(Point-based annotation data)
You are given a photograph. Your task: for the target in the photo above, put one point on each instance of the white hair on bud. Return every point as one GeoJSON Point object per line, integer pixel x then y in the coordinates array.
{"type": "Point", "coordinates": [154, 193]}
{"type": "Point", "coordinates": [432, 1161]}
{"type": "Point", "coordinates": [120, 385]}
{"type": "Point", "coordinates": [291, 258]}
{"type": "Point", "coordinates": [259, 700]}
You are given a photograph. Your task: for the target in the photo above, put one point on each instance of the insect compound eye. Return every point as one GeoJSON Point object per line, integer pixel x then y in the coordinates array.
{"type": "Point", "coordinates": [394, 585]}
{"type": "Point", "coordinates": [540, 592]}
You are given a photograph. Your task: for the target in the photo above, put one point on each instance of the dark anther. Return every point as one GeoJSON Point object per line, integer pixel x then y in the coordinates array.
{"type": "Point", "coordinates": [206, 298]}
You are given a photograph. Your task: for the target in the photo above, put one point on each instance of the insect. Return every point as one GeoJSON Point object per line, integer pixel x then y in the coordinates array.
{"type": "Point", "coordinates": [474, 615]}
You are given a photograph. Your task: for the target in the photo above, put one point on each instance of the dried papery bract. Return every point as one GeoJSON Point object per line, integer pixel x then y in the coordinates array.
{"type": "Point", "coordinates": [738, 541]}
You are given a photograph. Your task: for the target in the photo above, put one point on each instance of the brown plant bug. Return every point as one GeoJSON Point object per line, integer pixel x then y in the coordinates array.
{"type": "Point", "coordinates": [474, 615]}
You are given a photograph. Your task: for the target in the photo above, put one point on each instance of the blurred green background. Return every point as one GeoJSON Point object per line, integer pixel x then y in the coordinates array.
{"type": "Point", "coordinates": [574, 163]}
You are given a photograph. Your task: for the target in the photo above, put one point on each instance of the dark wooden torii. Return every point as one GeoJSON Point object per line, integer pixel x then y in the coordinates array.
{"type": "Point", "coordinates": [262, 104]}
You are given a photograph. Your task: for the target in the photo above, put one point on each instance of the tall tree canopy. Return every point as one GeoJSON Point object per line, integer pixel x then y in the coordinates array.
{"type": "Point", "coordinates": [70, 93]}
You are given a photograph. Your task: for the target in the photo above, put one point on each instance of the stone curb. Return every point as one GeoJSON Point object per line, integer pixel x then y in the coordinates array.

Problem to work on → Edit the stretch from the line containing "the dark wooden" through the end of the material, replacing "stone curb" with "concrete curb". Keep everything else in those lines the same.

Response →
You are given a photograph. Your task: for the target in the photo above, put one point on each instance of the dark wooden torii. Return every point as one GeoJSON Point object per line, integer pixel x then y in the coordinates array.
{"type": "Point", "coordinates": [262, 104]}
You are given a photograph. Your task: for the target in the photo above, put one point on each instance of the tall tree canopy. Return every point as one GeoJSON Point object per line, integer pixel x then y in the coordinates array.
{"type": "Point", "coordinates": [70, 93]}
You are given a photograph. Your task: for the target in the photo above, put one point on each instance of the concrete curb. Return every point as one GeoJSON Point object per line, integer pixel x then y in the coordinates array.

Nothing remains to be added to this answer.